TEXT TO READ —
Racine filed the suit against Facebook last year, primarily in response to the Cambridge Analytica scandal, when a political consultancy accessed Facebook data on 87 million users without their consent. The incident combined with other privacy blunders highlighted that that the social network had violated the District’s consumer-protection laws, the attorney general said, resulting in hundreds of thousands of local residents having their personal data misused.
Facebook has long argued against Racine’s allegations. Lawyers for the company contend that it never misled users about the privacy protections afforded to their personal data. They've also argued that as a California-based company, the District doesn't have jurisdiction against the company.
PRIVATE CLOUD
-- Tech news from the private sector:
PUBLIC CLOUD
-- Several 2020 presidential candidates were in the Bay Area in recent days, as Democrats increasingly court the region's wealthy donors, according to my colleague Michelle Ye Hee Lee.

DATA SUPPLIED —
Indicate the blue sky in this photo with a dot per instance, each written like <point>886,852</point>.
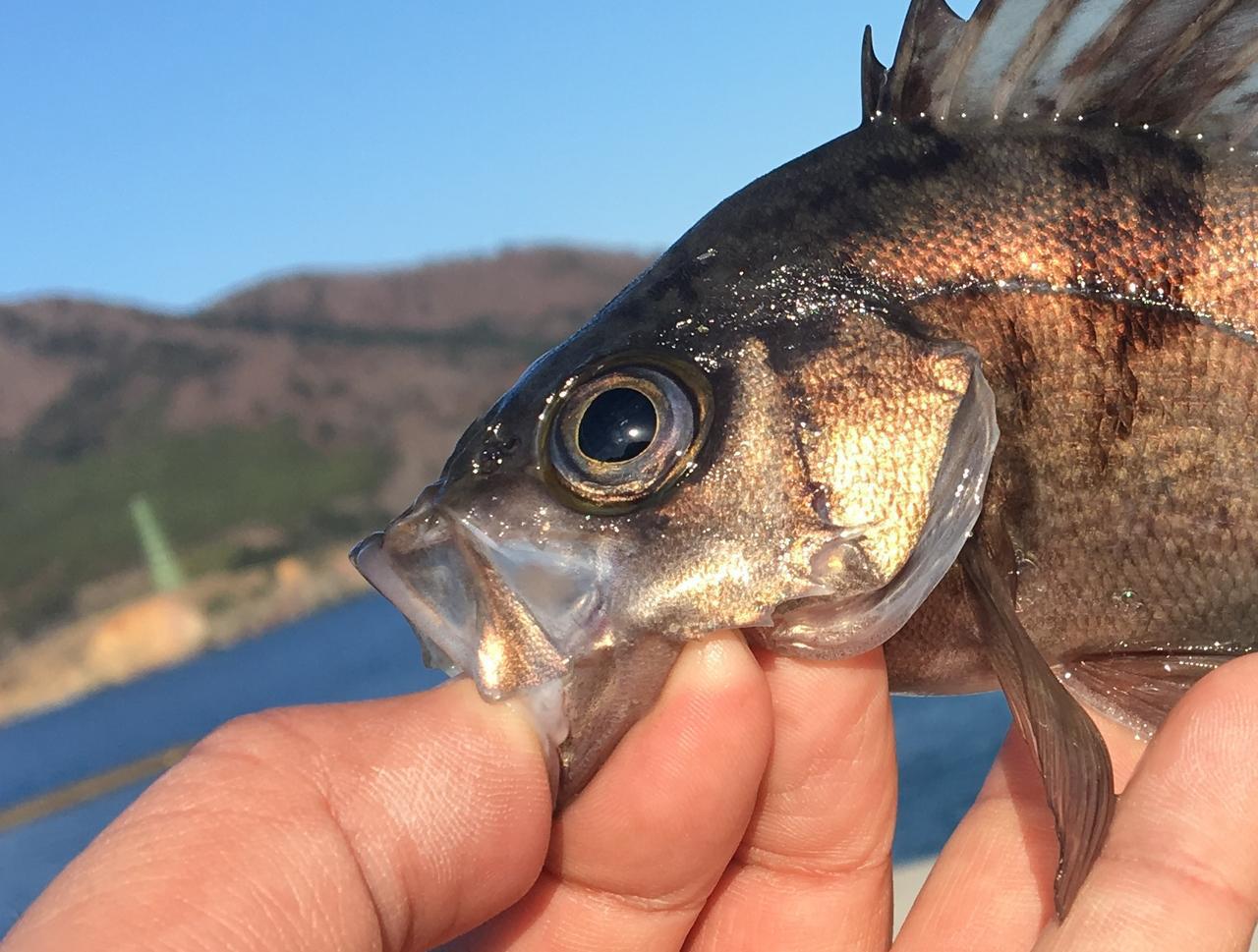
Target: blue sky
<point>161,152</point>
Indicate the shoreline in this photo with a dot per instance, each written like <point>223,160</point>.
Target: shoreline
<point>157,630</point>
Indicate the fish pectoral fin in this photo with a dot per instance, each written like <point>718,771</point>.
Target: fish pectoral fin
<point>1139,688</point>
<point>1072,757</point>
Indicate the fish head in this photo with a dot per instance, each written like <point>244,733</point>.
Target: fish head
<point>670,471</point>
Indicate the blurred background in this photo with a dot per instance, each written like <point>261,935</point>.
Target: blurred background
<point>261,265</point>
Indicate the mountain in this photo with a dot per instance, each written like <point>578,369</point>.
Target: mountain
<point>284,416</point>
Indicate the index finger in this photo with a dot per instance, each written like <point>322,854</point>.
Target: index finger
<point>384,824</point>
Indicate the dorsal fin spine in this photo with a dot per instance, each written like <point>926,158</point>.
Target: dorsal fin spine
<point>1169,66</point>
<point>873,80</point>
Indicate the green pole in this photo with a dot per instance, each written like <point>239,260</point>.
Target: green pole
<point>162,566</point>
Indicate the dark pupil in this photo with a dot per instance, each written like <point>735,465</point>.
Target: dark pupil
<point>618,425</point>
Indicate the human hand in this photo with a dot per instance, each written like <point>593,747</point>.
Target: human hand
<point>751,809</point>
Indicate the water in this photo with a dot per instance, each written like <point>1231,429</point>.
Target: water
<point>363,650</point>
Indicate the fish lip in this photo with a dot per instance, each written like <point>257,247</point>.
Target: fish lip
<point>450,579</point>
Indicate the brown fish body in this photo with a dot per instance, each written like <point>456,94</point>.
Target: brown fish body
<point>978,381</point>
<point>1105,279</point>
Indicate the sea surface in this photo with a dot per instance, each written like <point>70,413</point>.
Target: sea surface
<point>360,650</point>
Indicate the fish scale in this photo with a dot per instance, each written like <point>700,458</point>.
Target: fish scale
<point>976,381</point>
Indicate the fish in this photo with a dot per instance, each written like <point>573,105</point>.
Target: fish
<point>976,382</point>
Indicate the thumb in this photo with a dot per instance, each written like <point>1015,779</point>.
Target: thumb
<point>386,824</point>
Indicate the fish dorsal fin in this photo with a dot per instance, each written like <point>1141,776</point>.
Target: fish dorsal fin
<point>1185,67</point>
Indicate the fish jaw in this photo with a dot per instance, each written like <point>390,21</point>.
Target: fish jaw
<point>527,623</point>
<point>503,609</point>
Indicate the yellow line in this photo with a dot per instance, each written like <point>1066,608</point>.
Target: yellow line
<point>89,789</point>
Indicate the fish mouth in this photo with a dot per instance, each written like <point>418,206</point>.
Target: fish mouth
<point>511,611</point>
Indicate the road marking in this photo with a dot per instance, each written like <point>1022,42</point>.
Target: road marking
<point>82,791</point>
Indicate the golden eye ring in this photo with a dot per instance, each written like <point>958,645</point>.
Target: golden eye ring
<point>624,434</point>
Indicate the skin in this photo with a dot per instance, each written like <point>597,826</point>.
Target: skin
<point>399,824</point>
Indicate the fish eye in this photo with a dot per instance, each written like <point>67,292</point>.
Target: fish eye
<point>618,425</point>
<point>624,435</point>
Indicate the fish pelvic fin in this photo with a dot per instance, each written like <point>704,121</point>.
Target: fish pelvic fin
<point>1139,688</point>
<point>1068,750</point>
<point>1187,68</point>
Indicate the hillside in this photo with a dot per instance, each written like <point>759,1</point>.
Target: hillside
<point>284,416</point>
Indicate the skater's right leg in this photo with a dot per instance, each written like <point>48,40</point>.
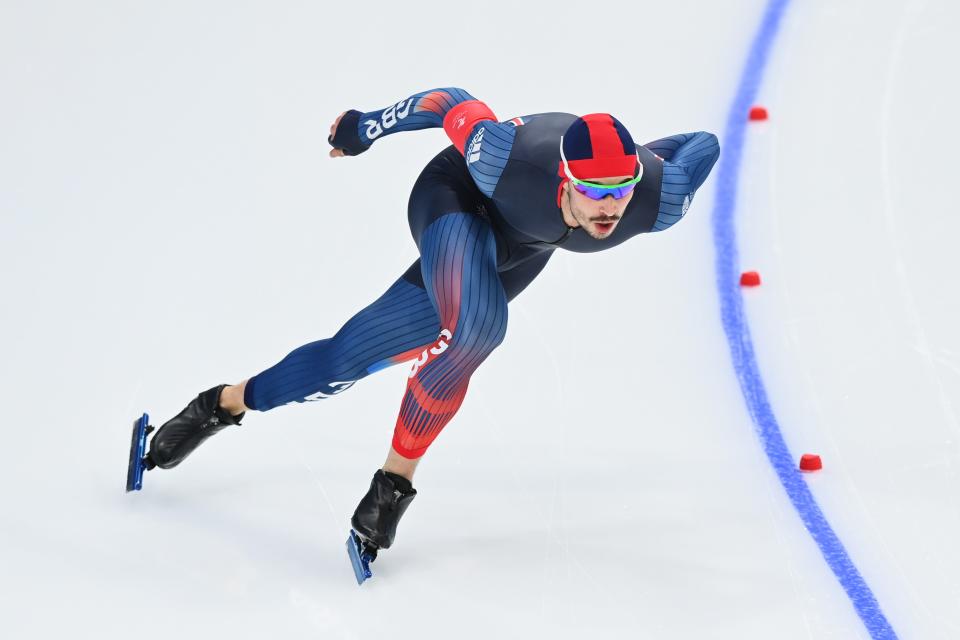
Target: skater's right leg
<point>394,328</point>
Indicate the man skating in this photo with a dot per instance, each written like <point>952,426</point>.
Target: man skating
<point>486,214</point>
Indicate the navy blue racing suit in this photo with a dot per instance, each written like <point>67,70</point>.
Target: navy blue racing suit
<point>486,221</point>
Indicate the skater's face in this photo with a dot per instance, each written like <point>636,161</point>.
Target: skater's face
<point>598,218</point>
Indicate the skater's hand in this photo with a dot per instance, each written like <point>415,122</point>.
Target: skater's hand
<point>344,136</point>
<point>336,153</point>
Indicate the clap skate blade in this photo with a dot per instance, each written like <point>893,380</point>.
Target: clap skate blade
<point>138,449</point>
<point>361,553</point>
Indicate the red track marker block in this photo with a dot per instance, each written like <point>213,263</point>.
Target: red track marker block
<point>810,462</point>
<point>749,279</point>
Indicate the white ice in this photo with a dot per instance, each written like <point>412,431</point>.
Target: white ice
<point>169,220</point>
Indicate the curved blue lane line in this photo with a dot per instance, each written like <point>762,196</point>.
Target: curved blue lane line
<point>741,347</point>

...

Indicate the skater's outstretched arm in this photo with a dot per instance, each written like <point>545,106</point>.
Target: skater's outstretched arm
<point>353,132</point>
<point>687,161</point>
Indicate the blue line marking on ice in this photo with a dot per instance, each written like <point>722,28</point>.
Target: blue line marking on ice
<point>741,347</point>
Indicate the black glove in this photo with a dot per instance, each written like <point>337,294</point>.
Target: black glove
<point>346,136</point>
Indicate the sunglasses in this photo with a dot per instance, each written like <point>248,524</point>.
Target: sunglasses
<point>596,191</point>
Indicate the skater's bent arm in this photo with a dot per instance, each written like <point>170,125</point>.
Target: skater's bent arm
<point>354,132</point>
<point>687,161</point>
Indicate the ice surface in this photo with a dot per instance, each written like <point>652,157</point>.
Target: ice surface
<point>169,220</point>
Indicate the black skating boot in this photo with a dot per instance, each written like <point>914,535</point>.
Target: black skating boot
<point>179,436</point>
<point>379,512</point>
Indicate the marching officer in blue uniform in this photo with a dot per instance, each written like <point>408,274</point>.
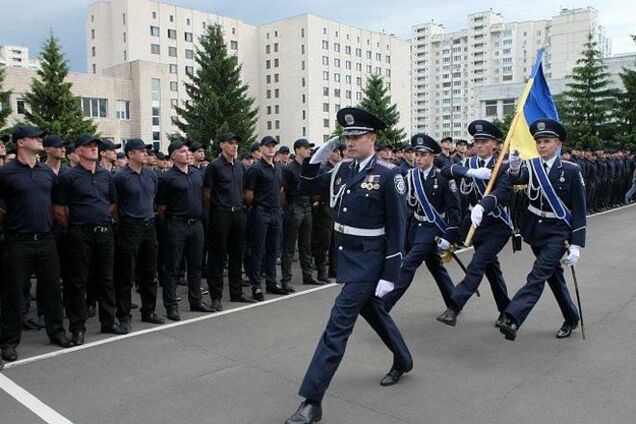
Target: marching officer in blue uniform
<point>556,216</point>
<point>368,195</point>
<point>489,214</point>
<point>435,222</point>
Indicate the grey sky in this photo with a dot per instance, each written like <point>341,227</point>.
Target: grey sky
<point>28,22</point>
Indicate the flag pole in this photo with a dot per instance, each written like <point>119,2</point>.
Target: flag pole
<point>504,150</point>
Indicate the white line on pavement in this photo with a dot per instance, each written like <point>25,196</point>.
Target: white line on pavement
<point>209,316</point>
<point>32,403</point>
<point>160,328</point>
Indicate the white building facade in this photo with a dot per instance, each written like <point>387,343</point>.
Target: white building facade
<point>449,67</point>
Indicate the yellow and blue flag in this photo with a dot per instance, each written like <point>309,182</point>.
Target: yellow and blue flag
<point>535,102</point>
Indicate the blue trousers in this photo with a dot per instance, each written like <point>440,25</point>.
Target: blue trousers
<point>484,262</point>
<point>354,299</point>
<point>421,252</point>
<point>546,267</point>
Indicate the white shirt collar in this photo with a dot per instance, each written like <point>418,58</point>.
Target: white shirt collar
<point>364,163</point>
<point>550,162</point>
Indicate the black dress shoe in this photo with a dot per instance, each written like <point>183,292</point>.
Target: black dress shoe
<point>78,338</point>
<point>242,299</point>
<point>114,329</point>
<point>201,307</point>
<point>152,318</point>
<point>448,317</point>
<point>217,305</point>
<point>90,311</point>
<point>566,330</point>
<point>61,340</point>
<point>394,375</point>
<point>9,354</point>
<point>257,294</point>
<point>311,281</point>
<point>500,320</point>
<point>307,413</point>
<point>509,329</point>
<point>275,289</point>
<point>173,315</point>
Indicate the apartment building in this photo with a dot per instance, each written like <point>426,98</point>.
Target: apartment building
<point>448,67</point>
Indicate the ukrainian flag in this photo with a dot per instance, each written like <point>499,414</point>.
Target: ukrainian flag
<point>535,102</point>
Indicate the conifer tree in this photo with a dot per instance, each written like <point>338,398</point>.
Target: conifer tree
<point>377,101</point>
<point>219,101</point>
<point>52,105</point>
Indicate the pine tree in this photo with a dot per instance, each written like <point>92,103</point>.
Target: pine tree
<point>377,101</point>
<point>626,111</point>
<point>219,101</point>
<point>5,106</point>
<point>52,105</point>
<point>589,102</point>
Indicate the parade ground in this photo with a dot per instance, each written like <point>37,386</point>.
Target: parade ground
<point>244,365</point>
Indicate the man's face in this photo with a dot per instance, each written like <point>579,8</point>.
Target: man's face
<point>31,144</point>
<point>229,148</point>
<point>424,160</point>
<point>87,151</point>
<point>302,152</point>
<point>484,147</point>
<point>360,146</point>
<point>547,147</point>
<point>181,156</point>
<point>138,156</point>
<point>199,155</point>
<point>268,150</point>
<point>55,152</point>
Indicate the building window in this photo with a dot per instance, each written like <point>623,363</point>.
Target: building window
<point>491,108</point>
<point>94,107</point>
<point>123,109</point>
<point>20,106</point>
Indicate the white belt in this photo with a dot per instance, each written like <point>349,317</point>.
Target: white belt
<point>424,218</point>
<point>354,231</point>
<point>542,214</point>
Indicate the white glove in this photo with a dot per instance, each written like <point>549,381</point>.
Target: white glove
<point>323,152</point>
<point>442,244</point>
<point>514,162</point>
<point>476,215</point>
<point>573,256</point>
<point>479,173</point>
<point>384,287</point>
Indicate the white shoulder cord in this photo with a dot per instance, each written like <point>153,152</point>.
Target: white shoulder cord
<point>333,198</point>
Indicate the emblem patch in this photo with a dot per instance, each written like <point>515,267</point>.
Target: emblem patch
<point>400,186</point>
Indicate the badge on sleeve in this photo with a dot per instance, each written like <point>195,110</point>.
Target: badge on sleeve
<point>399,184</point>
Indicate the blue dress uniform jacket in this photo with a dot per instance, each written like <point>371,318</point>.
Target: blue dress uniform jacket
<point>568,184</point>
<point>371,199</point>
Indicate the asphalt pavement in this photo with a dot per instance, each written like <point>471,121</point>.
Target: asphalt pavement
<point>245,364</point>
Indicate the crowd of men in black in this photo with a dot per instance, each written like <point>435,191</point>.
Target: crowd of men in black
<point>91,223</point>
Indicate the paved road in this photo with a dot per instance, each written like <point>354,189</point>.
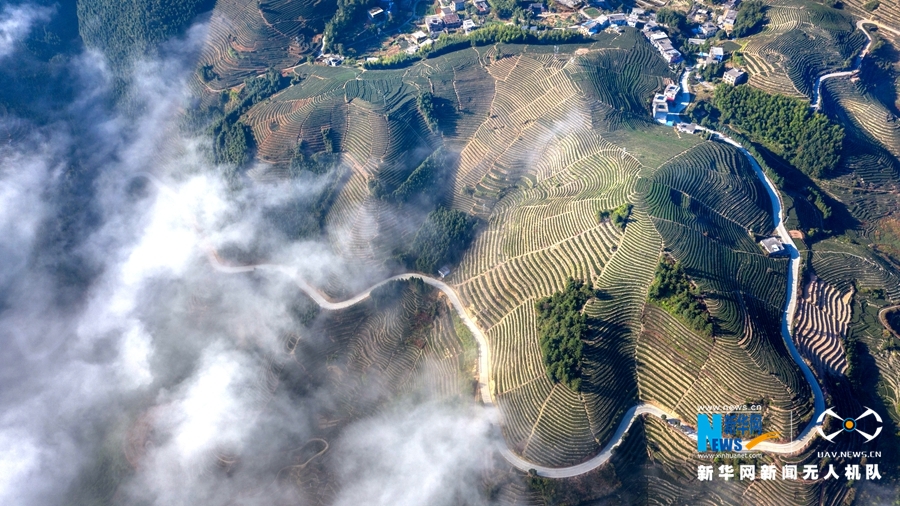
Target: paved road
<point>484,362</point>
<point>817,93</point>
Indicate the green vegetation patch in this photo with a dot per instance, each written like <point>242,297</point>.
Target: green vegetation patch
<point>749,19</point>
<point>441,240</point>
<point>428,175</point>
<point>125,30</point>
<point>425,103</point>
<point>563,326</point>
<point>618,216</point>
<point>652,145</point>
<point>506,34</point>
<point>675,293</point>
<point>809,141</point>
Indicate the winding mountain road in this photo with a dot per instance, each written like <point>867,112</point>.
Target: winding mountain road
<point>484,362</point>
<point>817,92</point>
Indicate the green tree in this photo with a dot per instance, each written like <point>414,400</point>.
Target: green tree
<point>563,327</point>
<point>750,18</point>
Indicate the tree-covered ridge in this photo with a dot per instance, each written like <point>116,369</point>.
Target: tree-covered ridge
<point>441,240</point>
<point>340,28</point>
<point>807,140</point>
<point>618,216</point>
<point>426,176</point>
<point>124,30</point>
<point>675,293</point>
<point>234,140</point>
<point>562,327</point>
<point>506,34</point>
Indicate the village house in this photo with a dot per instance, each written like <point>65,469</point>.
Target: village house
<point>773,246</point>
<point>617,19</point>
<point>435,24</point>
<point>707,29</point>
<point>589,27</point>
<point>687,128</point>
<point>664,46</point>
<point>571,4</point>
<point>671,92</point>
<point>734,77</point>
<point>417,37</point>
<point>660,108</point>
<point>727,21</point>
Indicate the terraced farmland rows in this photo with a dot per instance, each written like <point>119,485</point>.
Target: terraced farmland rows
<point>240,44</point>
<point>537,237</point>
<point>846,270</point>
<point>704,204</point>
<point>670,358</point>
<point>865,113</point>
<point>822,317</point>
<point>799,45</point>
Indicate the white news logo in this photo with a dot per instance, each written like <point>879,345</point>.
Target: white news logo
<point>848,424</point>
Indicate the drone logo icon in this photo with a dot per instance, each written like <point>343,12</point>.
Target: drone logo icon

* * *

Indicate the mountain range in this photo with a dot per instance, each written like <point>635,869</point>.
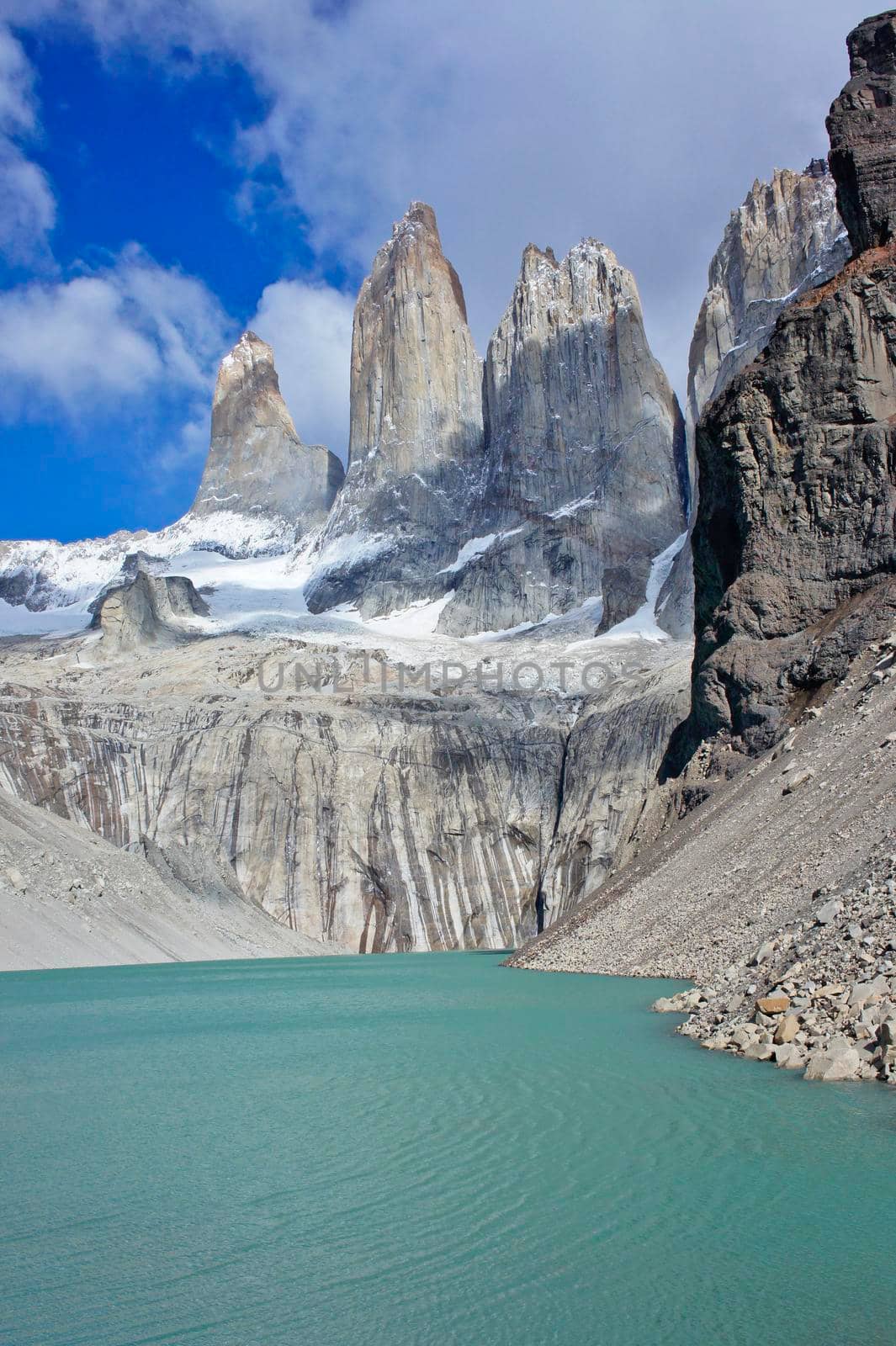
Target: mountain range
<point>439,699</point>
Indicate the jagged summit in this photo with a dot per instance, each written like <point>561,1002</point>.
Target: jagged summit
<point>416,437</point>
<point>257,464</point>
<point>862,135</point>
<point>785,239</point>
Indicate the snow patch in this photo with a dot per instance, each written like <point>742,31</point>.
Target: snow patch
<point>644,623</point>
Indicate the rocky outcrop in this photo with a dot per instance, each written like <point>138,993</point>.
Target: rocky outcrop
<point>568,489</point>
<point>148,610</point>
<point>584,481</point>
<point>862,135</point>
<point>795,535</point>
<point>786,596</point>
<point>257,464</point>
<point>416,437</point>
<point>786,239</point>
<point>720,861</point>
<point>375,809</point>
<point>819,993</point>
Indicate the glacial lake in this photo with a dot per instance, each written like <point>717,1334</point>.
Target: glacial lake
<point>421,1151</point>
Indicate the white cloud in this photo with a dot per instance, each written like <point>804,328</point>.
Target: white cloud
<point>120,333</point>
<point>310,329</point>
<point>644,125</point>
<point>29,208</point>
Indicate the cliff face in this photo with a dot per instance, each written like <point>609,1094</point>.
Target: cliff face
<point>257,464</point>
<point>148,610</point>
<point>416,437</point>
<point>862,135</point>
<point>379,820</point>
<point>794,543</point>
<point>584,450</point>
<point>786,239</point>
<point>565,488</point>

PROBLEM SET —
1/ Translate this sentence from the passage on the Facebook lawsuit into Spanish: "Facebook has long argued against Racine's allegations."
2/ In the entries, switch "photo" to "image" and change nothing else. Begin at the line that has "Indicate the white shoulder", stop after the line that has "<point>817,93</point>", and leave the pictures out.

OUTPUTS BY TASK —
1/ Facebook lleva mucho tiempo rebatiendo las acusaciones de Racine.

2/
Indicate the white shoulder cord in this image with a dot per instance, each written like <point>153,152</point>.
Target: white shoulder cord
<point>333,198</point>
Indicate the emblem patch in this image with a dot per instance, each written like <point>515,267</point>.
Target: emblem patch
<point>400,186</point>
Indicate the badge on sleeve in this image with a dot per instance, each written like <point>195,110</point>.
Target: badge on sleeve
<point>399,184</point>
Indicate the blue dress uniform jacket in this image with a dot per instance, each written like <point>371,318</point>.
Target: blue dress uniform jacket
<point>568,184</point>
<point>371,199</point>
Indicate the asphalt pavement in this image with a dot per instance, each written like <point>471,121</point>.
Target: asphalt pavement
<point>245,364</point>
Indicate the crowd of men in black in this image with a dot per instance, each written like <point>435,191</point>.
Target: crowd of men in black
<point>91,223</point>
Indicate the paved road in this image with a dot per instance, each written like <point>354,189</point>.
Target: paved road
<point>484,362</point>
<point>817,93</point>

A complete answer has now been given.